-- BEGIN Input for this task --
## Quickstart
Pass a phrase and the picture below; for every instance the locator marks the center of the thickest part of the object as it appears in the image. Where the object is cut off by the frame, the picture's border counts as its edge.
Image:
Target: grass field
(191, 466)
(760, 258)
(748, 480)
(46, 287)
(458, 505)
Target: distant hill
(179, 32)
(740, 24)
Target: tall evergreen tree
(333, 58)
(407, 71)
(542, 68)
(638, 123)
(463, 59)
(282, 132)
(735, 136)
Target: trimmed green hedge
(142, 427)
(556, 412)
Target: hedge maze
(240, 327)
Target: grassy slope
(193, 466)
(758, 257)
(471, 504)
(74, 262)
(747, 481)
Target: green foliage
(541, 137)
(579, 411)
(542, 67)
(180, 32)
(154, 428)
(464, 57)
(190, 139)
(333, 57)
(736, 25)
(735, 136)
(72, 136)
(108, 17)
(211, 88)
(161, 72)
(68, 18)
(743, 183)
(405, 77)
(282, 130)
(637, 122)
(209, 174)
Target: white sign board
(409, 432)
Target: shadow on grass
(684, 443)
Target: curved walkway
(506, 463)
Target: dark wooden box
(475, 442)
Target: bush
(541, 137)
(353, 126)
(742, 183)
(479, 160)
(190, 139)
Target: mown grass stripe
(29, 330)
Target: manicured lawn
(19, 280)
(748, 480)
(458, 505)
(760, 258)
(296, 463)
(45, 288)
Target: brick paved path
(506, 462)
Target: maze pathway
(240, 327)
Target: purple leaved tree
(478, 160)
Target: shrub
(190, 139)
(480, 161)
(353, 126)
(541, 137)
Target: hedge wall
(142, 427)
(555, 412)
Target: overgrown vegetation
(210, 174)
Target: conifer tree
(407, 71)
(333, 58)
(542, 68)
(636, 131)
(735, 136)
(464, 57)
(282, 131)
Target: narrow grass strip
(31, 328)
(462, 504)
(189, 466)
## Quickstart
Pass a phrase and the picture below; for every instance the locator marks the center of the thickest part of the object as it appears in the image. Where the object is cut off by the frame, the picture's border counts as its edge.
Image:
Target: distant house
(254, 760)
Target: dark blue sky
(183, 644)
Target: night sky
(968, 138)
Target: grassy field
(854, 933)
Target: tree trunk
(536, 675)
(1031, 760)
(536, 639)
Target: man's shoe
-- END Input for this task --
Written task => Convert everything from the line containing "Target: mown grass stripe" down to the end of the records into a JSON list of strings, with one string per line and blank lines left out.

Solution to the exercise =>
[
  "Target: mown grass stripe",
  "(29, 330)",
  "Target: manicured lawn",
  "(19, 280)",
  "(748, 480)",
  "(458, 505)",
  "(760, 258)",
  "(296, 463)",
  "(45, 288)",
  "Target: brick paved path",
  "(506, 462)",
  "Target: maze pathway",
  "(240, 327)",
  "Target: purple leaved tree",
  "(478, 160)",
  "Target: shrub",
  "(190, 139)",
  "(480, 161)",
  "(353, 126)",
  "(541, 137)",
  "Target: hedge wall",
  "(142, 427)",
  "(555, 412)",
  "Target: overgrown vegetation",
  "(210, 174)",
  "Target: conifer tree",
  "(407, 71)",
  "(333, 58)",
  "(542, 68)",
  "(636, 131)",
  "(735, 136)",
  "(464, 57)",
  "(282, 131)",
  "Target: narrow grass strip",
  "(31, 328)",
  "(462, 504)",
  "(189, 466)",
  "## Quickstart",
  "Pass a phrase and the picture below; for every instance the locator marks the center of the thickest part of the object as it appears in the image. Where the object is cut off by the frame, the picture's border counts as its edge.",
  "Image:",
  "Target: distant house",
  "(254, 760)",
  "Target: dark blue sky",
  "(183, 644)",
  "Target: night sky",
  "(968, 138)",
  "Target: grassy field",
  "(854, 933)",
  "Target: tree trunk",
  "(536, 675)",
  "(1031, 760)",
  "(536, 639)",
  "Target: man's shoe"
]